Image point grounding data:
• • •

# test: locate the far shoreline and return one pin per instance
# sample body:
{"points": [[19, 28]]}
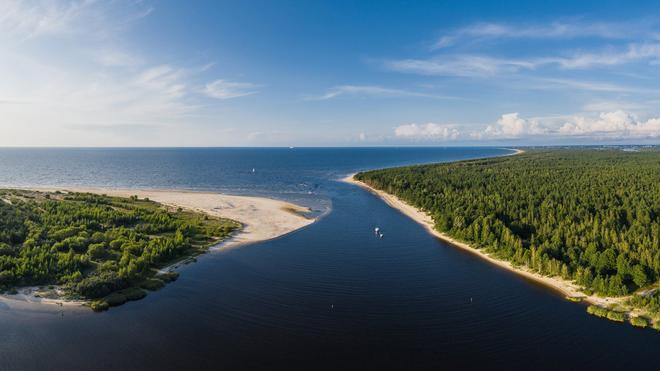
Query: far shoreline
{"points": [[261, 219], [566, 288]]}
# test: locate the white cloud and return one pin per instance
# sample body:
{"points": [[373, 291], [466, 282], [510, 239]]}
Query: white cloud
{"points": [[117, 58], [223, 89], [510, 125], [458, 66], [615, 125], [486, 66], [551, 30], [429, 131], [71, 67], [373, 91]]}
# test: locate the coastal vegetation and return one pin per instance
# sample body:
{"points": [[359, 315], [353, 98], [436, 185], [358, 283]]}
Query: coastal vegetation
{"points": [[590, 216], [102, 249]]}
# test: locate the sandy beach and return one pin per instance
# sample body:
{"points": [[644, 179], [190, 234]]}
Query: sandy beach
{"points": [[566, 288], [262, 219]]}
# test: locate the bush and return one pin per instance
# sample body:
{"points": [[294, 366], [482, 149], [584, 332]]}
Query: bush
{"points": [[152, 284], [597, 311], [100, 284], [99, 305], [616, 316], [168, 276], [639, 322], [115, 299], [133, 293]]}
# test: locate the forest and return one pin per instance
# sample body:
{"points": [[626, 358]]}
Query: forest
{"points": [[95, 246], [591, 215]]}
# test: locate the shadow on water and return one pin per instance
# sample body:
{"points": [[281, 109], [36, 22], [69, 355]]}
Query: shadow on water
{"points": [[334, 296]]}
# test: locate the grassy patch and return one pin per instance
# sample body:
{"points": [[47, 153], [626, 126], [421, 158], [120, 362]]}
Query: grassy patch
{"points": [[639, 322]]}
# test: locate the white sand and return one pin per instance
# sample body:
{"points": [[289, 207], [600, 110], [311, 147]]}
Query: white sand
{"points": [[567, 288], [262, 219]]}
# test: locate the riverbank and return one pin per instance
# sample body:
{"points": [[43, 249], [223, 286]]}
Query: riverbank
{"points": [[566, 288], [261, 219]]}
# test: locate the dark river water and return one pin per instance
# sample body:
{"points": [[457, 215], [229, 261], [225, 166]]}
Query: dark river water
{"points": [[329, 296]]}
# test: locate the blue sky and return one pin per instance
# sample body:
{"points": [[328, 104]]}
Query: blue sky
{"points": [[335, 73]]}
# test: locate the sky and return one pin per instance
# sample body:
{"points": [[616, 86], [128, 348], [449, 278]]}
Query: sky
{"points": [[328, 73]]}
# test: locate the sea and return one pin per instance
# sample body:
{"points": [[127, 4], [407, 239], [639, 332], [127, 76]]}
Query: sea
{"points": [[328, 296]]}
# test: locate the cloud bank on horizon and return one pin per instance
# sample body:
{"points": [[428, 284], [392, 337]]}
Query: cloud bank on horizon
{"points": [[137, 73]]}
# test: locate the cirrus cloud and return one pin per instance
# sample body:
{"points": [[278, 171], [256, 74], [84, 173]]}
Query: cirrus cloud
{"points": [[429, 131]]}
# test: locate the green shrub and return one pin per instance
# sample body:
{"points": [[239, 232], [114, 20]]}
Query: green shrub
{"points": [[152, 284], [597, 311], [616, 316], [115, 299], [639, 322], [99, 305], [133, 293], [168, 276]]}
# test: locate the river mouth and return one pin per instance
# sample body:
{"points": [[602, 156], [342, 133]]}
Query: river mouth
{"points": [[328, 296]]}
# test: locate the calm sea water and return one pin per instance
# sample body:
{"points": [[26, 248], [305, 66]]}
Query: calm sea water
{"points": [[329, 296]]}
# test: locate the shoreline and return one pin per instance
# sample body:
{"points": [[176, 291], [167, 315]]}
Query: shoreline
{"points": [[261, 219], [557, 284]]}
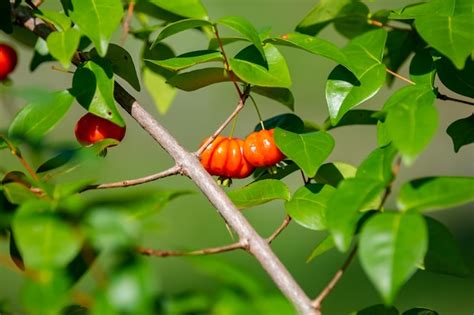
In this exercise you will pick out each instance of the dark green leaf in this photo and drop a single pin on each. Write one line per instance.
(308, 150)
(308, 205)
(246, 29)
(344, 91)
(444, 255)
(97, 19)
(249, 66)
(462, 132)
(391, 247)
(378, 165)
(459, 81)
(342, 215)
(93, 87)
(433, 193)
(40, 116)
(282, 95)
(258, 193)
(188, 59)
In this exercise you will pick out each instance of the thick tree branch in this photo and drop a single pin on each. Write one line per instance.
(191, 166)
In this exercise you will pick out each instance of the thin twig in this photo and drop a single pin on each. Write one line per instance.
(138, 181)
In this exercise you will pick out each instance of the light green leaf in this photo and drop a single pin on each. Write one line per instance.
(246, 29)
(308, 205)
(63, 45)
(433, 193)
(39, 117)
(97, 19)
(251, 68)
(391, 246)
(258, 193)
(343, 210)
(344, 91)
(308, 150)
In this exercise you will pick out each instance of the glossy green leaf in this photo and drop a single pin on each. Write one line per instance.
(459, 81)
(122, 64)
(258, 193)
(308, 150)
(63, 45)
(343, 208)
(344, 91)
(196, 79)
(39, 117)
(249, 66)
(333, 173)
(450, 35)
(412, 120)
(246, 29)
(185, 8)
(378, 165)
(433, 193)
(45, 241)
(188, 59)
(93, 87)
(308, 205)
(390, 248)
(97, 19)
(444, 255)
(179, 26)
(462, 132)
(324, 246)
(281, 95)
(314, 45)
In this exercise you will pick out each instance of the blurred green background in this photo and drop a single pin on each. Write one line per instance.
(190, 222)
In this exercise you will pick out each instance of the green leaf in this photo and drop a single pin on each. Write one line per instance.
(93, 87)
(308, 205)
(185, 8)
(249, 66)
(422, 70)
(378, 165)
(433, 193)
(258, 193)
(343, 208)
(344, 91)
(179, 26)
(308, 150)
(122, 64)
(325, 245)
(412, 120)
(45, 241)
(459, 81)
(39, 117)
(196, 79)
(188, 59)
(63, 45)
(450, 35)
(462, 132)
(246, 29)
(444, 255)
(282, 95)
(97, 19)
(333, 173)
(313, 45)
(390, 248)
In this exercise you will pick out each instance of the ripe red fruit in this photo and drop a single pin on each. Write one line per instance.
(91, 129)
(8, 60)
(260, 149)
(225, 157)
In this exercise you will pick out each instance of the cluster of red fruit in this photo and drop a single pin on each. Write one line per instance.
(236, 158)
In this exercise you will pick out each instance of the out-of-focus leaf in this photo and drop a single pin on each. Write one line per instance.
(462, 132)
(258, 193)
(433, 193)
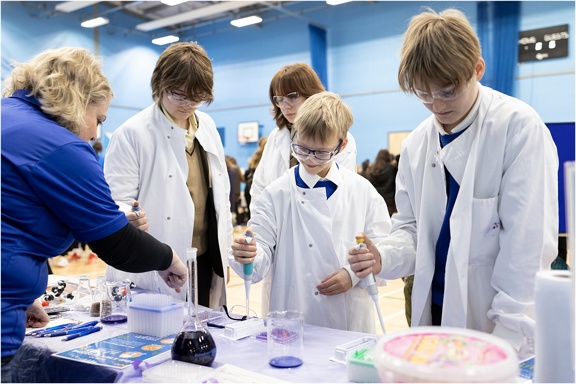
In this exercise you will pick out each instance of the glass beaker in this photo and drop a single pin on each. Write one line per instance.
(114, 305)
(285, 335)
(193, 344)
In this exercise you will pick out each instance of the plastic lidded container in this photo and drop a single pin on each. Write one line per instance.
(444, 354)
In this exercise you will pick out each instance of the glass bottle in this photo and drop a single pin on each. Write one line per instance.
(97, 296)
(193, 344)
(83, 297)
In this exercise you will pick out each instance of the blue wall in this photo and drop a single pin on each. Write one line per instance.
(364, 39)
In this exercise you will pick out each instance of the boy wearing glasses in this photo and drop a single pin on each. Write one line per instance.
(170, 158)
(305, 221)
(476, 192)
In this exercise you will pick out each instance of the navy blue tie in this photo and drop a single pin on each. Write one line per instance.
(329, 185)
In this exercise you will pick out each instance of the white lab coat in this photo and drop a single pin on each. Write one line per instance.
(146, 161)
(275, 161)
(302, 238)
(504, 226)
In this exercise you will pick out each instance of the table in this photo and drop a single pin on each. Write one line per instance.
(36, 363)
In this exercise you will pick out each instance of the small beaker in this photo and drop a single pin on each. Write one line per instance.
(114, 305)
(285, 334)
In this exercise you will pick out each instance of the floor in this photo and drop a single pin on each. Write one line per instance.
(391, 297)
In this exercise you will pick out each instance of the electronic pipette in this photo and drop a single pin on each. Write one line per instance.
(371, 286)
(247, 269)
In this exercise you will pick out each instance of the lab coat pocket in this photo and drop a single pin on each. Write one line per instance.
(485, 230)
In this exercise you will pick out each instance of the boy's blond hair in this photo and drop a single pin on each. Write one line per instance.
(440, 49)
(322, 115)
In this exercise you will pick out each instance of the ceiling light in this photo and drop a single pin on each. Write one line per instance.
(198, 13)
(96, 22)
(246, 21)
(173, 2)
(71, 6)
(337, 2)
(165, 40)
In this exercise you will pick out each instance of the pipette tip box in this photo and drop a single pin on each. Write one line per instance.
(154, 315)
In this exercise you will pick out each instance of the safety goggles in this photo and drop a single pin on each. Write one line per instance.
(289, 99)
(183, 101)
(303, 153)
(445, 94)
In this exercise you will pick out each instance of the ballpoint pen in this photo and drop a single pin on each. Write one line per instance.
(66, 330)
(54, 328)
(80, 334)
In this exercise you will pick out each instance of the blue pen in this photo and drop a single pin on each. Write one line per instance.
(66, 332)
(80, 334)
(44, 332)
(54, 328)
(88, 324)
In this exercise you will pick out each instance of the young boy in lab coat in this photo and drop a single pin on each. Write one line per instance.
(476, 192)
(303, 231)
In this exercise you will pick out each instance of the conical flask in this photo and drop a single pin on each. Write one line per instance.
(194, 344)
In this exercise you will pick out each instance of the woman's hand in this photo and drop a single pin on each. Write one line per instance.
(36, 316)
(137, 217)
(176, 274)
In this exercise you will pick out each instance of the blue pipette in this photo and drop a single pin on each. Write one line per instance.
(371, 286)
(248, 269)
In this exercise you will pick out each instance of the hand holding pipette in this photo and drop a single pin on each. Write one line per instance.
(248, 269)
(370, 283)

• • •

- [TASK TO COMPLETE]: Would you copy out exactly the lines above that start at the one containing "Query: riverbank" and end at the one containing "# test: locate the green", inclusive?

- [ANSWER SPACE]:
Query: riverbank
{"points": [[566, 288], [261, 219]]}
# test: locate the dark river water and return one pin per instance
# sample body:
{"points": [[457, 215], [229, 261], [225, 166]]}
Query: dark river water
{"points": [[329, 296]]}
# test: locate the blue sky and return one pin per instance
# sample body:
{"points": [[328, 104]]}
Query: blue sky
{"points": [[335, 73]]}
# test: locate the sky and return one pin per instance
# sample body:
{"points": [[616, 86], [128, 348], [449, 278]]}
Query: sky
{"points": [[328, 73]]}
# test: locate the sea and return one pin per instance
# sample body:
{"points": [[127, 4], [407, 239], [639, 332], [127, 76]]}
Query: sea
{"points": [[328, 296]]}
# test: locate the cloud bank on horizon and return one pin per instance
# sample body:
{"points": [[428, 284], [392, 337]]}
Query: cloud bank on horizon
{"points": [[137, 73]]}
# test: locate the cirrus cloud and return one pin per instance
# sample body:
{"points": [[278, 171], [256, 74], [84, 173]]}
Query: cirrus cloud
{"points": [[429, 131]]}
# test: locate the green shrub and return one pin per instance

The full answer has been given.